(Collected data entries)
# # # # #

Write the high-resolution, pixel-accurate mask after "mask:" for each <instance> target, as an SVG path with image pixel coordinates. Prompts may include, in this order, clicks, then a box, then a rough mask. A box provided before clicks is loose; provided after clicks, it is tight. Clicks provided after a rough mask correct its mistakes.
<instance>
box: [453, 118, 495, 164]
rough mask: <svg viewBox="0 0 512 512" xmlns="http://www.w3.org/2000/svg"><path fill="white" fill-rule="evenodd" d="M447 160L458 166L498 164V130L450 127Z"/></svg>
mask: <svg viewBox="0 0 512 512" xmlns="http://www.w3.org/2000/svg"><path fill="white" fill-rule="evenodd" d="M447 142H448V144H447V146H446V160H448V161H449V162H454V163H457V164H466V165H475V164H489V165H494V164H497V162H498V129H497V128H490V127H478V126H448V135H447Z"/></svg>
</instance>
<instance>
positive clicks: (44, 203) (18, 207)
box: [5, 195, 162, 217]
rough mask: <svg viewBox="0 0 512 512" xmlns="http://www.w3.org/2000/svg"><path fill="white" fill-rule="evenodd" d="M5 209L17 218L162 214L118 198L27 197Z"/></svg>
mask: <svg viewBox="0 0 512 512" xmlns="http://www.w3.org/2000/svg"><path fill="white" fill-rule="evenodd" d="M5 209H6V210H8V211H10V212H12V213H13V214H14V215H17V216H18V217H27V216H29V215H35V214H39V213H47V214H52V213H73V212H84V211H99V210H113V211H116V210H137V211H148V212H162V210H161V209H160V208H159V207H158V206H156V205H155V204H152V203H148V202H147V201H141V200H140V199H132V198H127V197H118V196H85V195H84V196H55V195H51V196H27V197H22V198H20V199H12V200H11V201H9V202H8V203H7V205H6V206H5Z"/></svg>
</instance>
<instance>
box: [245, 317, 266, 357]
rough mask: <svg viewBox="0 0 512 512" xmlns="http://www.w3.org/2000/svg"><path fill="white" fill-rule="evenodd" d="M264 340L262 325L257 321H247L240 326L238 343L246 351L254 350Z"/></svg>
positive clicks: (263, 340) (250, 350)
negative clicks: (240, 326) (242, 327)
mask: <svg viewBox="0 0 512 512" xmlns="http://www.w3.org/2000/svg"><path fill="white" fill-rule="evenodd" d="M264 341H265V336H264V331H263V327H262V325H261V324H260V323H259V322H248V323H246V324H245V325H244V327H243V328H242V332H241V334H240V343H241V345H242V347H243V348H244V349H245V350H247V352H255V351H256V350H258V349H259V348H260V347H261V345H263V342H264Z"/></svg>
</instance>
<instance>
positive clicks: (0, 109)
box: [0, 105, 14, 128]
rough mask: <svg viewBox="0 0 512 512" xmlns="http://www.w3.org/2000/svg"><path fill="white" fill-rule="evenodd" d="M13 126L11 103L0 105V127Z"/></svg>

# # # # #

**TO DO**
The answer should be an exact reproduction of all the entries.

**PROBLEM SOLUTION**
Write the high-resolution, pixel-accurate mask after "mask:" for each <instance> target, as an SVG path with image pixel coordinates. Prompts may include, in this order, clicks, then a box, then a rough mask. A box provided before clicks is loose; provided after clicks, it is tight. Clicks provided after a rough mask correct its mistakes.
<instance>
box: [453, 118, 495, 164]
rough mask: <svg viewBox="0 0 512 512" xmlns="http://www.w3.org/2000/svg"><path fill="white" fill-rule="evenodd" d="M447 160L458 166L498 164V130L450 127Z"/></svg>
mask: <svg viewBox="0 0 512 512" xmlns="http://www.w3.org/2000/svg"><path fill="white" fill-rule="evenodd" d="M447 142H448V144H447V146H446V160H448V161H449V162H454V163H457V164H466V165H475V164H489V165H494V164H497V162H498V129H497V128H490V127H478V126H448V135H447Z"/></svg>
</instance>
<instance>
positive clicks: (44, 203) (18, 207)
box: [5, 195, 162, 217]
rough mask: <svg viewBox="0 0 512 512" xmlns="http://www.w3.org/2000/svg"><path fill="white" fill-rule="evenodd" d="M5 209L17 218L162 214L118 198L27 197Z"/></svg>
mask: <svg viewBox="0 0 512 512" xmlns="http://www.w3.org/2000/svg"><path fill="white" fill-rule="evenodd" d="M5 209H6V210H8V211H10V212H12V213H13V214H14V215H17V216H18V217H27V216H29V215H35V214H39V213H47V214H52V213H73V212H84V211H99V210H113V211H116V210H137V211H148V212H162V210H161V209H160V208H159V207H158V206H156V205H155V204H152V203H148V202H147V201H141V200H140V199H132V198H127V197H118V196H85V195H84V196H55V195H51V196H27V197H22V198H20V199H12V200H11V201H9V202H8V203H7V205H6V206H5Z"/></svg>
</instance>
<instance>
box: [245, 317, 266, 357]
rough mask: <svg viewBox="0 0 512 512" xmlns="http://www.w3.org/2000/svg"><path fill="white" fill-rule="evenodd" d="M264 340L262 325L257 321H247L240 326L238 343L246 351L254 350Z"/></svg>
positive clicks: (263, 340) (250, 350)
negative clicks: (240, 326) (242, 327)
mask: <svg viewBox="0 0 512 512" xmlns="http://www.w3.org/2000/svg"><path fill="white" fill-rule="evenodd" d="M264 341H265V336H264V331H263V327H262V325H261V324H260V323H259V322H248V323H246V324H245V325H244V327H243V328H242V332H241V334H240V343H241V345H242V347H243V348H244V349H245V350H247V352H255V351H256V350H258V349H259V348H260V347H261V345H263V342H264Z"/></svg>
</instance>
<instance>
positive clicks: (0, 109)
box: [0, 105, 14, 128]
rough mask: <svg viewBox="0 0 512 512" xmlns="http://www.w3.org/2000/svg"><path fill="white" fill-rule="evenodd" d="M13 126L11 103L0 105V127Z"/></svg>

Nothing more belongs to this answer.